:: SUPPLIED MATERIAL ::

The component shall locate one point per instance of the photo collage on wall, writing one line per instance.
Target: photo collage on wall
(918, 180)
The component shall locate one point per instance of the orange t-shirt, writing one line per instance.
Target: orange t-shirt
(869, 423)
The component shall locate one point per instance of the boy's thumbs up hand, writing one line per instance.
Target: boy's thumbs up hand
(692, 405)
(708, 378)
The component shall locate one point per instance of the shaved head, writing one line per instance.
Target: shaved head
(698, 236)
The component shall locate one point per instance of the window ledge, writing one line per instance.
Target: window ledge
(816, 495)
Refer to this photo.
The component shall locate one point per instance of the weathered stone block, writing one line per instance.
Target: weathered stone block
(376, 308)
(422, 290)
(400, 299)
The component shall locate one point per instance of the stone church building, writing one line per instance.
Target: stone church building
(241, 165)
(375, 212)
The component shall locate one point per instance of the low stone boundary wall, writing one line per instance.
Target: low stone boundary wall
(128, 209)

:::

Set down the listing above in full, please, exactly as it appears.

RESULT BELOW
The component shall locate one point per instance of the photo collage on wall, writing one line per instance.
Target: photo collage on wall
(918, 180)
The component shall locate one point per instance of the orange t-shirt, writing one line per instance.
Target: orange t-shirt
(869, 423)
The component shall locate one point per instance of the boy's thumbs up hand, writing one line per instance.
Target: boy's thumbs up hand
(692, 405)
(708, 378)
The component shall locate one point per instance of the shaved head, writing one line per instance.
Target: shaved head
(698, 236)
The component shall locate one point per instance of the window ledge, writing one line per instance.
Target: window ledge
(816, 495)
Refer to this photo.
The component shall locate one point per instance of the weathered stone block, writing one line per instance.
Target: weathered stone block
(376, 308)
(422, 290)
(400, 299)
The component shall locate one point per instance of the stone church building, writing one line per instance.
Target: stone church building
(241, 165)
(375, 212)
The component shall locate one point per instance of the low stone boundary wall, writing one line per instance.
Target: low stone boundary wall
(128, 209)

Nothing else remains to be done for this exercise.